┌─ Stored rows

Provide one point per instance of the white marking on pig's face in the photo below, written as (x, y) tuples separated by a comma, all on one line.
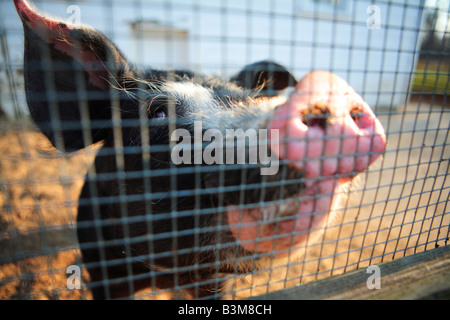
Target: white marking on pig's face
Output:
[(193, 98)]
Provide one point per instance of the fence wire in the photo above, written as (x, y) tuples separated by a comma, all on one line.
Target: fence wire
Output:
[(155, 229)]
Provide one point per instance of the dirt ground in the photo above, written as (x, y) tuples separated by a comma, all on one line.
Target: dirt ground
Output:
[(398, 208)]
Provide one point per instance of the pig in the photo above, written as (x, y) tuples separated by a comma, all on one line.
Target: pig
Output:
[(147, 221)]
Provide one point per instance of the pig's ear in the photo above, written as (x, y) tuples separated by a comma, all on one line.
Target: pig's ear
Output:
[(268, 77), (70, 72)]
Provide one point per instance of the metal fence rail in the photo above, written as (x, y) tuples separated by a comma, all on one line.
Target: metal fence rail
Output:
[(168, 226)]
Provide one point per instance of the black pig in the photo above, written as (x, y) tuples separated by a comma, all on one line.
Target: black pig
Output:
[(146, 219)]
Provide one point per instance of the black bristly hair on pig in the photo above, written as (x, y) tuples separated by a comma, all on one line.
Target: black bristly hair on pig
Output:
[(75, 77)]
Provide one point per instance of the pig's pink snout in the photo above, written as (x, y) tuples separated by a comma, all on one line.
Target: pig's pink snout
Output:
[(325, 128)]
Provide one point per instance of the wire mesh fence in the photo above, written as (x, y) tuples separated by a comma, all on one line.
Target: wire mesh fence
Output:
[(118, 178)]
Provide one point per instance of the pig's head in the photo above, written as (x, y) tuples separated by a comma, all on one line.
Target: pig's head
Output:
[(81, 90)]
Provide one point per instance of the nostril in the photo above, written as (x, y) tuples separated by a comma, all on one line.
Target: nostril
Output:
[(316, 115), (356, 112)]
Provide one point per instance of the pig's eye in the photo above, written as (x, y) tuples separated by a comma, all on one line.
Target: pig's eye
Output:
[(159, 113)]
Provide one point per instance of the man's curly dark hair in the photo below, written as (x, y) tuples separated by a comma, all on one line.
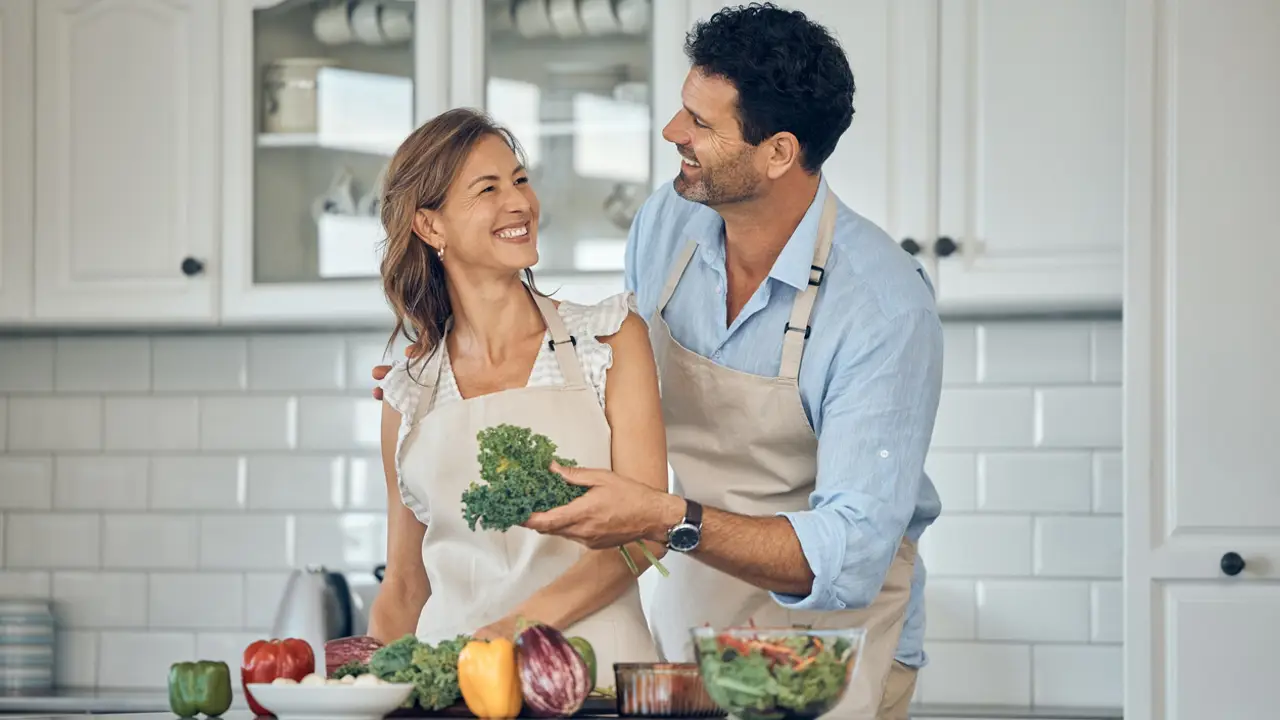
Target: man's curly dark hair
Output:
[(790, 74)]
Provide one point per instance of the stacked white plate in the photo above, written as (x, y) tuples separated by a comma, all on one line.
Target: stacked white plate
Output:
[(26, 646)]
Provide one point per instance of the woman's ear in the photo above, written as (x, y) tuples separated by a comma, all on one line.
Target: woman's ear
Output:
[(426, 227)]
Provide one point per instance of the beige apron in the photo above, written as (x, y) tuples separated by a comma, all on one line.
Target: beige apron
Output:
[(479, 577), (743, 443)]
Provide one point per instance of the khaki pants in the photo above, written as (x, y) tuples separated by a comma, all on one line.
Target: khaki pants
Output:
[(897, 692)]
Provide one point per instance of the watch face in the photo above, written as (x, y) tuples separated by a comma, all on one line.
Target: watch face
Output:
[(684, 538)]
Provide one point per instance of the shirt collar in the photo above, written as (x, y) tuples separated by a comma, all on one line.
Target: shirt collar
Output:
[(794, 263)]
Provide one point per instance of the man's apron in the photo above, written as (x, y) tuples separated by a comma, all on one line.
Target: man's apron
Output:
[(479, 577), (743, 443)]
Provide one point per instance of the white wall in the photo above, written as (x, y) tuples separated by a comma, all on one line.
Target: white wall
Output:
[(160, 487)]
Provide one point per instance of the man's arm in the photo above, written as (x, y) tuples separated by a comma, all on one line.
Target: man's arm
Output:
[(877, 420)]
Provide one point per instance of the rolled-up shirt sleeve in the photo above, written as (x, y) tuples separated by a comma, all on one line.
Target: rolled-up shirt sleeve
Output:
[(877, 420)]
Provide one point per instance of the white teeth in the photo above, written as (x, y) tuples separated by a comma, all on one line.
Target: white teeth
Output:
[(513, 232)]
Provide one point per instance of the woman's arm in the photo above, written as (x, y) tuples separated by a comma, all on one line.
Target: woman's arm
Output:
[(405, 587), (634, 413)]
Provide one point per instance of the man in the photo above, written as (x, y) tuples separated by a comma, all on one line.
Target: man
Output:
[(800, 358)]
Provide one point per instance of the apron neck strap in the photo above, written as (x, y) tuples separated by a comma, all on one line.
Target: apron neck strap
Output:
[(676, 272), (562, 343), (798, 327)]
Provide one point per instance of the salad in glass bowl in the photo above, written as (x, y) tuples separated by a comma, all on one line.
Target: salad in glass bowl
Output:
[(777, 673)]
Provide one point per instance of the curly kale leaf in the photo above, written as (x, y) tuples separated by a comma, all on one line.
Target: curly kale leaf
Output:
[(515, 465)]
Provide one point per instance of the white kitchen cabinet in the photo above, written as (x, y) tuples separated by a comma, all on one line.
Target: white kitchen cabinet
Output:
[(1202, 551), (126, 160), (17, 131)]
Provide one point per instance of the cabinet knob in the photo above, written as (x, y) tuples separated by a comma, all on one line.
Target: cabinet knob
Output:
[(1232, 564)]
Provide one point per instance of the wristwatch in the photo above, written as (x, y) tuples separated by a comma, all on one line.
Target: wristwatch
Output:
[(685, 536)]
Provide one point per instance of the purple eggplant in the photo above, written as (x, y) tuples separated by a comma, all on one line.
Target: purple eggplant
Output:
[(553, 677)]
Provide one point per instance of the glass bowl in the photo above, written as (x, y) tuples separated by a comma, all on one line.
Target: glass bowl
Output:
[(777, 673)]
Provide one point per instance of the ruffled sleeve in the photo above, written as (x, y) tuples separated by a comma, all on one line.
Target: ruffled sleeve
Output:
[(402, 392), (589, 323)]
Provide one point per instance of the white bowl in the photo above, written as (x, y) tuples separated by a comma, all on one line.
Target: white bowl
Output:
[(330, 702)]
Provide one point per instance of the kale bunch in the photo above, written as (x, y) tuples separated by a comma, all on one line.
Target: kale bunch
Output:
[(515, 464)]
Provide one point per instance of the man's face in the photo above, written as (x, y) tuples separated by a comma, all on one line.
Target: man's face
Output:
[(718, 165)]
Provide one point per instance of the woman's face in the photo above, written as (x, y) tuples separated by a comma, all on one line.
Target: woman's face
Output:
[(489, 218)]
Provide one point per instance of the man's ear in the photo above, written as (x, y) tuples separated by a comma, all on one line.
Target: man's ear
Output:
[(426, 227), (782, 151)]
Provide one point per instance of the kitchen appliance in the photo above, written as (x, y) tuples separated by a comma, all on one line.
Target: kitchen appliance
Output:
[(316, 606)]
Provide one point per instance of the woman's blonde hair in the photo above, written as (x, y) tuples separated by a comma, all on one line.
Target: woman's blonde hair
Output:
[(419, 176)]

└─

#### [Description of the task]
Copy all of the items above word for word, leaving out the pictures.

#### [Final result]
Provide one point per instance of the white marking on pig's face in the photo below, written as (x, y) tuples separated by a comma, all on one line.
Target: white marking on pig's face
Output:
[(193, 98)]
Provide one point per instance of the fence wire in the photo above, written as (x, y) tuples separated by a comma, all on one line.
Target: fence wire
Output:
[(155, 229)]
Provide one point per instance of the dirt ground in the photo above, written as (x, y) tuples separated by a comma, all on one line.
Target: dirt ground
Output:
[(398, 208)]
Provide one point per instance of the pig in the photo above, written as (x, y) tuples separated by a comma, all on one line.
Target: pig
Output:
[(147, 221)]
Provide one point per instance of the pig's ear in the photo above, written as (x, y) tuples separated by a comma, all on one line.
Target: pig's ear
Output:
[(268, 77), (70, 72)]
Provide one point per instance of the metal fence rail in the photo above, written as (x, y) tuples separated by a comma, all on one line.
Target: metal fence rail
Output:
[(168, 226)]
Provide one point per instance of the black pig in the photo above, written as (x, y) tuples separated by a comma, all on one line.
Target: black pig
Output:
[(146, 219)]
Provide one point per instance of the black bristly hair on pig in the photo above, written as (x, y) tuples separated by a comma, all on one line.
Target: black bristly hair on pig
Output:
[(75, 77)]
Provide one point per instance of the pig's pink snout in the photo above, written as (x, y) tuples separated by a comma, all on one line.
Target: pig's pink snout
Output:
[(325, 128)]
Provide one point per instance of the wire mesh fence in the photo above, written as (x, y) tuples separated by a comma, all on one line.
Target: wire mesh fence
Output:
[(118, 178)]
Provide one point per instance of the pig's head in the photo above, written as (x, y) tuples separated by a comma, all on one line.
Target: pig's head
Output:
[(81, 90)]
Provide one point per instance of the nostril in the photo above, written as (x, y) tuples separated by a comma, all on one line.
Target: nostril
Output:
[(316, 115), (356, 112)]
Provide one point per instance of the pig's eye in the photo above, written as (x, y) tuples separated by a comma, all on one line.
Target: pig's eye
Output:
[(159, 113)]
Provide one point per instance of the man's curly dark hair in the photo below, written as (x, y) tuples separated by a comma, all on one line.
Target: man's curly dark hair
Output:
[(790, 74)]
Provide one point per instance of the stacked white plate in the photo above, written as (x, y) tuples separated by a comma, all on one line.
Target: stacked white plate
Output:
[(26, 646)]
Provide one point per instance of the woman's ear in the photo above, written as (x, y) tuples separated by a comma, all on one line.
Target: woman's ear
Output:
[(426, 227)]
Provide one point per instance of the beige apron in the photo above, written as (x, y) tuples separated by a comma, all on one line.
Target: beige apron
Output:
[(479, 577), (743, 443)]
Provide one point per instance of the khaki pants in the photo above, written as (x, y) tuples separated by a comma, all on one line.
Target: khaki pants
Output:
[(897, 692)]
Provide one point per instance of the watch face in the photo above, written as (x, y) tuples separated by a comma, all on one line.
Target: watch face
Output:
[(684, 538)]
Provide one point per instance of the shirt collar in the photo above, written as (x, y) tuples separated by a comma, all on one line.
Target: shirt collar
Output:
[(794, 263)]
Provide one point per instance of the man's apron in the photo above, written as (x, y) tuples separated by a comma, all on one line.
Target: man's apron
Output:
[(479, 577), (743, 443)]
Provide one point per instance of the white wall in the photo above, written as (x, y) tuples separated by a comma, all on one line.
Target: white wall
Output:
[(160, 487)]
Provide one point per instance of the man's arm in the photo above, written as (x, y) tuples separated by a comma, all on one line.
Target: man's arm
Output:
[(877, 420)]
Provide one point per instance of the rolled-up shirt sleeve in the photo above, written as (x, y) tuples separated by a comma, all on one line.
Target: rolled-up shirt sleeve
Output:
[(877, 420)]
Provide one point per instance of the white teeth in the photo above, written as (x, y) tuples separated by a comma, all on one line.
Target: white teeth
Output:
[(513, 232)]
Provide one point per instance of the woman's arm in the photo above, written as (x, y) tuples separated by a comma, all on one line.
Target: woman's arm
Output:
[(405, 587), (634, 413)]
Provide one point per instance of the man in the photo above, written as (x, y) tuples separated by a comma, all on one line.
Target: man
Output:
[(800, 358)]
Provide one point per instance of the apron neck strap in the photo above, written as (x, y) tuples separated by a comma, all on one line.
Target: apron neck strap
Output:
[(676, 272), (562, 343), (798, 327)]
Provide one point per instance of the salad in glass bowl in the photo above, written as (x, y) tuples separated by a comma, all on one line.
Target: salad in glass bowl
Output:
[(777, 673)]
Provide one point per instance of the curly kale leaf in the photo above, written as (x, y) tuples separated by a comma, all on one line.
Target: curly kale leaf
Output:
[(515, 465)]
Provide one point per instance of the white kitchen cabinet in the photo above, written as (x, y) tuples separated by a comma, all on one line.
Target: white kitchen cabinet
Output:
[(1202, 551), (126, 160), (17, 131)]
Provide one point per instance of the cabinet knob in the photo above, written as (x, y) tuples separated by a comma, all on one line.
Target: cabinet knob
Output:
[(1232, 564)]
Provide one point per instance of the wristwatch in the photo above, written as (x, y) tuples separated by a comma, all on one line.
Target: wristwatch
Output:
[(685, 536)]
Provide one point per instance of the purple eggplant in the photo above, written as (x, y) tuples separated by a comma, all on one line.
Target: purple eggplant
Output:
[(553, 677)]
Provide one point per instance of the glass bowl in the photo above, written as (x, y) tuples separated by a comma, all on one line.
Target: glass bowl
Output:
[(777, 673)]
Provide one point per instance of the ruffled sleeve in the photo above, written as (x, y) tuples separated by a comma, all on one line.
Target: ruffled sleeve
Output:
[(402, 392), (589, 323)]
Provide one point per instance of the white bowl in the photo above, written as (x, y) tuples separated by a comma, all on one line.
Target: white bowl
Output:
[(330, 702)]
Provide one point per instance of the kale bunch in the photo above, written as (x, y) tuples separated by a comma, all on one line.
Target: kale bunch
Output:
[(515, 464)]
Provide one point per instance of the man's face in the photo above, written as (x, y) tuples separated by a comma, all on one line.
Target: man's face
Output:
[(718, 165)]
Provide one point per instance of the woman's face in the photo above, written as (x, y) tuples separated by a comma, all on one line.
Target: woman's face
Output:
[(489, 218)]
Provide one point per instance of the man's ear in the photo above, written as (x, y) tuples separated by a comma, all on one line.
Target: man's ear
Output:
[(426, 227), (782, 151)]
Provide one point per instance of the kitchen appliance in the photo above, written as (x, y) tuples separated by a comma, all on one line.
Target: kitchen appliance
Output:
[(316, 606)]
Provide one point per instance of the woman's blonde hair in the photo above, written as (x, y) tuples separated by a comma, all on one line.
Target: woman's blonde hair
Output:
[(419, 176)]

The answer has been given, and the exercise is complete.